Stored items:
★ ★ ★ ★ ★ ★ ★

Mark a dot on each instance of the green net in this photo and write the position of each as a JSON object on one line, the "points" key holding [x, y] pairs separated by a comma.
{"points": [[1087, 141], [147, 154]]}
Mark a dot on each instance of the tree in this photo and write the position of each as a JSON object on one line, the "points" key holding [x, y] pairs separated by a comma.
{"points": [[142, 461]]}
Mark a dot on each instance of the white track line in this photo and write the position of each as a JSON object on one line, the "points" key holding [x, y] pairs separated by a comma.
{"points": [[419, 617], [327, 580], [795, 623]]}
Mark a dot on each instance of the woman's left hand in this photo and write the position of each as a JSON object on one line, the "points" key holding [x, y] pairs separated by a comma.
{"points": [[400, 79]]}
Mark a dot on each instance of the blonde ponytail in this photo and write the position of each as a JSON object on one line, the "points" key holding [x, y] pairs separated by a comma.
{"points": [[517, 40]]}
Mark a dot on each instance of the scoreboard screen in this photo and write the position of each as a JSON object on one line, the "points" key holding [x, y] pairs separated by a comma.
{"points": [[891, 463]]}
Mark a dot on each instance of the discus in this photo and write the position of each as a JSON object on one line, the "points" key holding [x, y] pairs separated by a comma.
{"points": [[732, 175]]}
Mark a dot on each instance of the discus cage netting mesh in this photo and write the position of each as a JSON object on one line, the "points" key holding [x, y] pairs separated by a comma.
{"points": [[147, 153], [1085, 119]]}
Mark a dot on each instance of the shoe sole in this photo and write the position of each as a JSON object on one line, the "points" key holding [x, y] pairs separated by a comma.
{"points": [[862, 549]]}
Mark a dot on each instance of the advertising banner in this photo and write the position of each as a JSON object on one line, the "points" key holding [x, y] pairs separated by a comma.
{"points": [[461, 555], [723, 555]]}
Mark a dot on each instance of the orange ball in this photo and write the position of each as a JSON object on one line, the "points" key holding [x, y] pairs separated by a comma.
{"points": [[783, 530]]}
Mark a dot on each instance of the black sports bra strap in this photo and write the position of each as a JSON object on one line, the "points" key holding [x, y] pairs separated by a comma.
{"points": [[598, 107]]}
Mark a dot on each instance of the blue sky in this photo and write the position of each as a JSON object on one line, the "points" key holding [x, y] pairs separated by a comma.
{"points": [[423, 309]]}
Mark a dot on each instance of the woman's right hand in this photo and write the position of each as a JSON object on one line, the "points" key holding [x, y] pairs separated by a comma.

★ ★ ★ ★ ★ ★ ★

▸ INSTRUCTIONS FOR THE TASK:
From the line that contains "Mark a dot on each instance of the discus cage" to the last line of the material above, repeat every line exactly, keeping both the first and the last.

▸ COMPLETED TASK:
Mark a dot on each instance of the discus cage netting mesh in this photo and write the position of each as a JSON object on one line, the "points" key holding [x, y] pairs separated by a comma.
{"points": [[147, 153], [1085, 119]]}
Mark a dot on each instance of the shoe sole in this photo and write the position of each as a JSON object on one line, the "points" key holding [x, y] pairs separated by a comma.
{"points": [[862, 549]]}
Mark a dot on each instance of the advertising banner in this photo and write the position of each as a JSON object on one line, the "points" key holding [x, y] pairs separated by a comma.
{"points": [[461, 555], [723, 555]]}
Mark a dot on each instance of the orange ball in this photo and write the position of each as a JSON object on one line, the "points" key holding [x, y] pairs separated by a comma.
{"points": [[783, 530]]}
Mark a dot on each instance of the black sports bra strap in this photo and write the position of each as a JSON object on one line, the "points" key holding [x, y] pairs separated by a comma.
{"points": [[598, 107]]}
Mark a dot on each instance of the blue sky in this photo and write the position of each as a JSON object on one line, the "points" key holding [x, y] pairs separated by a comma.
{"points": [[423, 309]]}
Mark a dot on each instance of the woman's right hand in this photo and write the position of each as a JSON object on one line, the "points" key holding [x, y] pairs separated by a comma.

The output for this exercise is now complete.